Each entry below is to be printed verbatim.

# Data provided
· · · · ·

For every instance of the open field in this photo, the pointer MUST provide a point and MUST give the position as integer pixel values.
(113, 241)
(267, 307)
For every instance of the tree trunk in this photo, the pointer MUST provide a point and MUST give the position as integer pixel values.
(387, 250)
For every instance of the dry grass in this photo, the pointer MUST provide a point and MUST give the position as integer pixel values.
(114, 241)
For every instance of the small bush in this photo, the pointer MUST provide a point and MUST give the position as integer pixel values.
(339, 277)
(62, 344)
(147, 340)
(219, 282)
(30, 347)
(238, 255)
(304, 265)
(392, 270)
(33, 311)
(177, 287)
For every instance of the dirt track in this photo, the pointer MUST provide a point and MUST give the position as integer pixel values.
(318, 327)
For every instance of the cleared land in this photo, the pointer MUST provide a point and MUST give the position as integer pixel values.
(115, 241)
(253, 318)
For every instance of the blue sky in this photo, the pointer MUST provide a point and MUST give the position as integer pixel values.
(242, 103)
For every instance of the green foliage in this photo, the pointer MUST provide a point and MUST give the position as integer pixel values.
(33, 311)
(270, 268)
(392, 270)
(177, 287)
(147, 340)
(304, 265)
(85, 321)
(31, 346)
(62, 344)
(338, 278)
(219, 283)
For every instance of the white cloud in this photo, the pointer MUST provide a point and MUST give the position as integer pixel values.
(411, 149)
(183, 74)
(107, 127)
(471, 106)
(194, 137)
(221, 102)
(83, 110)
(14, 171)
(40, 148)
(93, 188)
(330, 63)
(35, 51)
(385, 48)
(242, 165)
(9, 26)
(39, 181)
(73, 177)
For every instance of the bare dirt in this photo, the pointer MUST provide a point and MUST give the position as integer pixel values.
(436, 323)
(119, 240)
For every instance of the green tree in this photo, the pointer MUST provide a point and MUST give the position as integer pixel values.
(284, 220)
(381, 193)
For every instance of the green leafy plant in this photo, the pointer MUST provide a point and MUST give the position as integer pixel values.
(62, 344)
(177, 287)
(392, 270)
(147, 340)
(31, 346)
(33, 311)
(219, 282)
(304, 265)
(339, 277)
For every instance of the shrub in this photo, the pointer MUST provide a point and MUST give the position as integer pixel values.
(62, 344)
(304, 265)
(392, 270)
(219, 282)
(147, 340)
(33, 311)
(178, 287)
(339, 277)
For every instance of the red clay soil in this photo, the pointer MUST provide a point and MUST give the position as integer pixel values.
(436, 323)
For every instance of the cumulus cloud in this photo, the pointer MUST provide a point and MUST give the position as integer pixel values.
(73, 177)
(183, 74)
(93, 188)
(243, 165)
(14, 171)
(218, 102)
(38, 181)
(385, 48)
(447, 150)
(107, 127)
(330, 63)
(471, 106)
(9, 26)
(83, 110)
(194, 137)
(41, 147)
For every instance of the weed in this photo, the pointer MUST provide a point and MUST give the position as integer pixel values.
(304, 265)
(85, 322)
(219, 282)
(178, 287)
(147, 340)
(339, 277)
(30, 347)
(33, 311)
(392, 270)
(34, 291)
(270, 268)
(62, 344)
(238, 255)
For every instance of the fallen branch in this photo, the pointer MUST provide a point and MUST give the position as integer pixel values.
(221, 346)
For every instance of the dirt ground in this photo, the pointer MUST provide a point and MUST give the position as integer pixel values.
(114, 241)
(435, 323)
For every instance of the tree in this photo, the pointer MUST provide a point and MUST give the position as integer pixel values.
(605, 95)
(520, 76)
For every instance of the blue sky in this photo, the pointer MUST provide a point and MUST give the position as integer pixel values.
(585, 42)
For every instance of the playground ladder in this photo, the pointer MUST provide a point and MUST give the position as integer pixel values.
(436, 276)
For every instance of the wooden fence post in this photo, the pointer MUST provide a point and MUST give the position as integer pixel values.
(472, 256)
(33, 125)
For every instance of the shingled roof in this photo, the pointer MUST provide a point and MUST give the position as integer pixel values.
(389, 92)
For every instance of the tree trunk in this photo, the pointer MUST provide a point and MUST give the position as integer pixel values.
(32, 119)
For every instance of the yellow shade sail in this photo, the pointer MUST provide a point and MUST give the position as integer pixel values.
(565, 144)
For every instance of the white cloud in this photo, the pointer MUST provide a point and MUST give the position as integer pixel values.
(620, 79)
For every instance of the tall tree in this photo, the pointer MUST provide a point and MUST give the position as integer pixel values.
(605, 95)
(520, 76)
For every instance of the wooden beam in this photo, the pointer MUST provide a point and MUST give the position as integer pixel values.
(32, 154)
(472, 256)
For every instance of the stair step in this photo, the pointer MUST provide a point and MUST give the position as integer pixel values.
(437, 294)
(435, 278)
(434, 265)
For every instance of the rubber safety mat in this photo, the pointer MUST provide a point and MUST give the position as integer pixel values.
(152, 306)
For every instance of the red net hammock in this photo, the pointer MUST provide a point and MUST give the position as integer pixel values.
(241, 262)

· · · · ·

# Exercise response
For every instance of the open field in this photo, the pointer MUST provide a point and MUST give the position as integer pixel values.
(113, 241)
(267, 307)
For every instance of the tree trunk in this photo, the pointer MUST provide a point and MUST give the position as integer pixel values.
(387, 250)
For every instance of the dry grass in this photo, the pointer MUST provide a point and MUST give the position as integer pixel values.
(114, 241)
For every instance of the small bush in this photo, the pointer MUST provide a point and MUST give the position as integer pixel values.
(339, 277)
(62, 344)
(147, 340)
(219, 282)
(30, 347)
(238, 255)
(304, 265)
(392, 270)
(33, 311)
(177, 287)
For every instance of the dirt track in this photo, the pointer MUST provide a point and MUST give the position as integer pixel values.
(318, 327)
For every instance of the cleared land in this photo, the pointer MUST provide a point and MUST give the position as integer pixel values.
(115, 241)
(253, 318)
For every instance of the blue sky in this photo, the pointer MUST provide a point and MUST give the position as integer pixel values.
(242, 103)
For every instance of the green foliage in this photo, the pointer MUST provide a point and MUST give the position as integer pixel values.
(33, 311)
(270, 268)
(392, 270)
(177, 287)
(147, 340)
(304, 265)
(85, 321)
(31, 346)
(62, 344)
(338, 278)
(219, 283)
For every instance of the white cloud in this photo, the pointer MUST provide a point and MUST give the position as integer pixel values.
(411, 149)
(183, 74)
(107, 127)
(471, 106)
(194, 137)
(221, 102)
(83, 110)
(14, 171)
(40, 148)
(93, 188)
(330, 63)
(35, 51)
(385, 48)
(242, 165)
(9, 26)
(39, 181)
(73, 177)
For every instance of the bare dirt in this photo, the pointer MUST provide a point and MUST give the position as integer pixel values.
(436, 323)
(119, 240)
For every instance of the green tree in this photo, the pointer MUST provide a point and MUST give the position as integer pixel values.
(284, 220)
(381, 193)
For every instance of the green leafy plant in this photo, the pointer MUST provide a point and MUST give the position as integer pixel values.
(62, 344)
(177, 287)
(392, 270)
(147, 340)
(31, 346)
(33, 311)
(219, 282)
(304, 265)
(339, 277)
For every instance of the shrub in this photo, the pointer MUST provide a point and MUST give the position as integer pixel values.
(62, 344)
(304, 265)
(392, 270)
(219, 282)
(147, 340)
(33, 311)
(178, 287)
(339, 277)
For every instance of the red clay soil in this photo, the pointer MUST provide a point and MUST give the position as integer pixel values.
(436, 323)
For every instance of the cumulus cloud in this photo, the pointer MUST provide a point and MUST give the position as integer pixel values.
(73, 177)
(183, 74)
(93, 188)
(243, 165)
(14, 171)
(218, 102)
(38, 181)
(385, 48)
(447, 150)
(107, 127)
(330, 63)
(471, 106)
(9, 26)
(83, 110)
(194, 137)
(41, 147)
For every instance of the weed in this photo, the pointer MUST provide a point and MUST give the position as integer pixel values.
(304, 265)
(85, 322)
(219, 282)
(178, 287)
(147, 340)
(339, 277)
(30, 347)
(33, 311)
(392, 270)
(34, 291)
(270, 268)
(62, 344)
(238, 255)
For every instance of the fallen branch in this photo, the pointer MUST provide a point and MUST give the position as integer pixel values.
(221, 346)
For every instance of the dirt ground in this photo, the pointer MUST provide a point and MUST give the position as integer pixel values.
(114, 241)
(435, 323)
For every instance of the tree in this photo, the pointer MUST provide a point and MUST give the position as integer pixel values.
(605, 95)
(520, 76)
For every instance of the blue sky in this photo, the pointer MUST provide a point and MUST give the position as integer pixel values.
(585, 42)
For every instance of the playground ladder in this photo, the pointer MUST provide a point and MUST give the position as integer pixel values.
(436, 276)
For every instance of the wooden fence post in this photo, the pointer MUST provide a point and MUST give the position as integer pixel values.
(472, 256)
(33, 125)
For every instance of the shingled roof in this photo, the pointer MUST provide a point and MUST give the position as integer pixel values.
(389, 92)
For every instance of the tree trunk in this photo, the pointer MUST provide a point and MUST give the position as integer pixel values.
(32, 119)
For every instance of the yellow shade sail in this photo, the pointer MUST provide a point and MUST give the position as integer pixel values.
(565, 144)
For every instance of the white cloud in this photo, the pointer MUST provide a point and MUST give the position as integer pixel values.
(620, 79)
For every instance of the tall tree in this photo, the pointer MUST provide a point and MUST give the position as integer pixel values.
(605, 95)
(520, 76)
For every instance of the wooden beam in this photo, the pointer MUST provide a point and MUST give the position as integer pixel values.
(32, 154)
(472, 256)
For every instance of the stair step in this photo, the pointer MUST provide a point and MUST give the position as integer pixel values.
(437, 294)
(435, 278)
(434, 265)
For every instance of the rubber safety mat in this photo, the pointer MUST provide a point and MUST give the position as integer pixel values.
(152, 306)
For every instance of the red net hammock in this photo, the pointer MUST provide a point and MUST give the position as integer pixel values.
(241, 262)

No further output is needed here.